Extract to read ▸
↓

10.11.2013

A Birth Mother's Adventures in Dreamland

I have been having extremely vivid stress-bomb dreams for the past week, the kind that wake me up with a start several times each night. Perhaps my brain has a fail safe so my heart won't explode while I'm asleep, so I can verify that no, my long-haul trucking partner Cee lo Green was not actually crushed in front of my eyes by a falling cargo container. A certain scientist friend says the dreams' intensity may be caused by the antibiotic I'm taking due to not listening to my body very well. In that case, three more days and I'm out.

Though I'll also be wistful, because occasionally the dreams are wonderful verging on wish fulfillment. As in long, thoughtful conversations with my birth son about his life and hopes and interests, after he and a bunch of his friends happened to move into the commune across the street and I brought them welcoming cookies and discovered he was there and in dreamland fashion he knew who I was just not where I was or how to contact me so it was all cool. So very, very cool.

As I do not live in dreamland, the "all cool" scenario is unlikely to happen, and reality will be more complex. But I have definitely had that young man on my mind more than ever lately as he just moved to our area for grad school. Please know I have been disciplined about not stalking him IRL, because that is creepy, and when I did have to go to his new school a few weeks ago for a lecture (we go there often, it has many public events), I did not allow myself to look up the location of his department beforehand.

Except my intellectual precautions had nothing on my visceral impulses and emotions, and the caprices of fate. From the moment I stepped on campus, my attention was drawn to every last potentially ginger student. I couldn't stop scanning, I couldn't focus, couldn't stop my heart's racing. And when I entered the lecture hall building and started walking past office doors, I realized I was ... in his department. I took deep breaths and continued to the lecture, only to find a stifling hot, crowded space with no seats -- a waking nightmare scenario, for me. I tried not to hyperventilate, but after about fifteen minutes fled to the bathroom and broke down in sobs. Not my best day. Fortunately that  scientist friend of mine showed up and dragged my sorry butt off for a stiff drink, duck fat french fries, and uni. Which helped.

↑

Input data ▸

↓

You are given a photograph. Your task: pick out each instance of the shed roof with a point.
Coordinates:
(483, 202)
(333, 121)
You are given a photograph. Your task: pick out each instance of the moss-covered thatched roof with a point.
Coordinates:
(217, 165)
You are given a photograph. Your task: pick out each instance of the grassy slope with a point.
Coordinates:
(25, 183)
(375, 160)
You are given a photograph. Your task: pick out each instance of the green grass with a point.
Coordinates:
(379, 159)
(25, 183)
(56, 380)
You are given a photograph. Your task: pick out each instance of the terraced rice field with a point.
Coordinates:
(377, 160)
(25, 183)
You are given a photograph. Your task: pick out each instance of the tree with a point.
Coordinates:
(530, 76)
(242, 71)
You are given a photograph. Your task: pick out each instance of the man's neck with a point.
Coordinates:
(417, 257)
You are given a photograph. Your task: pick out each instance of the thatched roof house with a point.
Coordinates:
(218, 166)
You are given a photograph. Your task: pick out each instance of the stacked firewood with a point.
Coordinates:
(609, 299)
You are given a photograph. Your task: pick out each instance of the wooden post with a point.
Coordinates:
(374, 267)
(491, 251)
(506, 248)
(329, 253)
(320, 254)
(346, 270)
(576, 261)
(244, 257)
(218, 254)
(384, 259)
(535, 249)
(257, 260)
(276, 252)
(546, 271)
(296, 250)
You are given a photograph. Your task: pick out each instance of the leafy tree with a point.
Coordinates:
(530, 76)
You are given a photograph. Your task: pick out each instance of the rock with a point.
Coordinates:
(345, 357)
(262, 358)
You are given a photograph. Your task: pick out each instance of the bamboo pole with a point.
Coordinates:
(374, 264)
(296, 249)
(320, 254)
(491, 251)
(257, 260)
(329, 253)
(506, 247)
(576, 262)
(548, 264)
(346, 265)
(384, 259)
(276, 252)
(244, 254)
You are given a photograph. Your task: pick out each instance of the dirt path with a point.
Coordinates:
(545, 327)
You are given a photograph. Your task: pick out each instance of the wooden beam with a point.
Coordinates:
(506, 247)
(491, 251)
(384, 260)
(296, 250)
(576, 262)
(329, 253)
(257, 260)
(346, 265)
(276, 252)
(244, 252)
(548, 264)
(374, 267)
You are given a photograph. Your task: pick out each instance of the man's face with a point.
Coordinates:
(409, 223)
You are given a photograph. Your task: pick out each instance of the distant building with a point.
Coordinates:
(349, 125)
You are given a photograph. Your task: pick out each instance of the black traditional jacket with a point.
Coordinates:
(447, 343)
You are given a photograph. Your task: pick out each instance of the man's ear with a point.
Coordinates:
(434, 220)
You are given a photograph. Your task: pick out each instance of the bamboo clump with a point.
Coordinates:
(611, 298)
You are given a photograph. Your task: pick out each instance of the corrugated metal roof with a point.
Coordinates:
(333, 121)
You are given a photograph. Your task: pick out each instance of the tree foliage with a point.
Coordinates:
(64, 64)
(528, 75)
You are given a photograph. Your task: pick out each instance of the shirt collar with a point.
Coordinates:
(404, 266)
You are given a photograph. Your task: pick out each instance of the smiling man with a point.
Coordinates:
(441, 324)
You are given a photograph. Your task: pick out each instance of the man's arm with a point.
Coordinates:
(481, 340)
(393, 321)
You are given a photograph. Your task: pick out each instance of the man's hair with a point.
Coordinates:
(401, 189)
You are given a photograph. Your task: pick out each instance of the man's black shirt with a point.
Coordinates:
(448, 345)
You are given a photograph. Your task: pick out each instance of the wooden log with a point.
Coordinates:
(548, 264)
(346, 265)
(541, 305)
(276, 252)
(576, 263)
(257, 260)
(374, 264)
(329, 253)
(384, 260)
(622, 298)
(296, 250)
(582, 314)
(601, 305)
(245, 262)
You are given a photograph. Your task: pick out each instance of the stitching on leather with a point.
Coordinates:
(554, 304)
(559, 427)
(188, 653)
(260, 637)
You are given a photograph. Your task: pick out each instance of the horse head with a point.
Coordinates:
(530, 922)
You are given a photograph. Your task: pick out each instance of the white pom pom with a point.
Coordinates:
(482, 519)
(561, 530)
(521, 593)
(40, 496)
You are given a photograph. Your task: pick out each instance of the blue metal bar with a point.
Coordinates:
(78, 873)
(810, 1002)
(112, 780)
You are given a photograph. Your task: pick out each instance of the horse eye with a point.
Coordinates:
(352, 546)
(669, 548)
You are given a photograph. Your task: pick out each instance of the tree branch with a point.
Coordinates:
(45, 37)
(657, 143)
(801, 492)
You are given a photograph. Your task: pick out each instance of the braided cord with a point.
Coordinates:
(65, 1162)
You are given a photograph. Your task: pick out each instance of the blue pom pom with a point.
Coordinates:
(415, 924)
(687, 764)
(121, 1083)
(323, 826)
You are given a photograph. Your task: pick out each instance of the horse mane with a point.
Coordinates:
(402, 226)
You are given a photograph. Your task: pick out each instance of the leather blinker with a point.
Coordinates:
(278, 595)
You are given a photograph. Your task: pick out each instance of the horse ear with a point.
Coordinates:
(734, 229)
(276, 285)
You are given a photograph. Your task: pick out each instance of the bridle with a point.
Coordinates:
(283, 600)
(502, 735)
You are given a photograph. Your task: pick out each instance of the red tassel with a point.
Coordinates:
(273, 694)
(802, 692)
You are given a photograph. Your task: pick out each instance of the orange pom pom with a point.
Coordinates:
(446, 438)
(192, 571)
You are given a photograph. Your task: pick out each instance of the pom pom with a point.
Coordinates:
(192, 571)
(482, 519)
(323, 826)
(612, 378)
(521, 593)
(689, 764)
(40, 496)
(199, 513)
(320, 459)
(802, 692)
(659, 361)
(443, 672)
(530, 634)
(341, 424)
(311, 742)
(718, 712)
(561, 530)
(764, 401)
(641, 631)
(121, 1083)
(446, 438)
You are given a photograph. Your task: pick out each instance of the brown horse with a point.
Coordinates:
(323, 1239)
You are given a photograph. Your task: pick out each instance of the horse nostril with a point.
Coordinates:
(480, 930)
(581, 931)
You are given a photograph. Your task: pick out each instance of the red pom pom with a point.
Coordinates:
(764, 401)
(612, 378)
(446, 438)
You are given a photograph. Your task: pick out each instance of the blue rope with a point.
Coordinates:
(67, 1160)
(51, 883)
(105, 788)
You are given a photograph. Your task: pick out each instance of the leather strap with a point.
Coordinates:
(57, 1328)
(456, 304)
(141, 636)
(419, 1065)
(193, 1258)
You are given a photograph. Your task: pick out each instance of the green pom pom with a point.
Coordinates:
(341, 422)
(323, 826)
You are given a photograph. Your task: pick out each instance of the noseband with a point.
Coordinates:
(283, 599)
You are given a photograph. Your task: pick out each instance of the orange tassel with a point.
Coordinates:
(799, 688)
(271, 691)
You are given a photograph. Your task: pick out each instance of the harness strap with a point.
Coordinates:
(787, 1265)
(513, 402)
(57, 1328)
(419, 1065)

↑

What you need to do ▸
1. Using the post about dreams above, decide whether each statement agrees with it: (a) The dreams wake the writer several times each night. (b) The writer looked up where the son's department was before going to the lecture. (c) The writer found a seat at the lecture. For each, answer yes or no and quote the deciding words from the post.
2. Duplicate the lines of the entries, starting with the line that contains "green pom pom with a point." and going on through the end of the entries.

Responses ▸
1.
(a) Yes: "the kind that wake me up with a start several times each night."
(b) No: "I did not allow myself to look up the location of his department beforehand."
(c) No: "a stifling hot, crowded space with no seats"

2.
You are given a photograph. Your task: pick out each instance of the green pom pom with a point.
Coordinates:
(341, 422)
(323, 826)
You are given a photograph. Your task: pick out each instance of the noseband with a point.
Coordinates:
(283, 599)
You are given a photograph. Your task: pick out each instance of the orange tassel with a point.
Coordinates:
(799, 688)
(271, 691)
You are given a photograph. Your task: pick out each instance of the harness strap with a point.
Coordinates:
(787, 1265)
(513, 402)
(57, 1328)
(419, 1065)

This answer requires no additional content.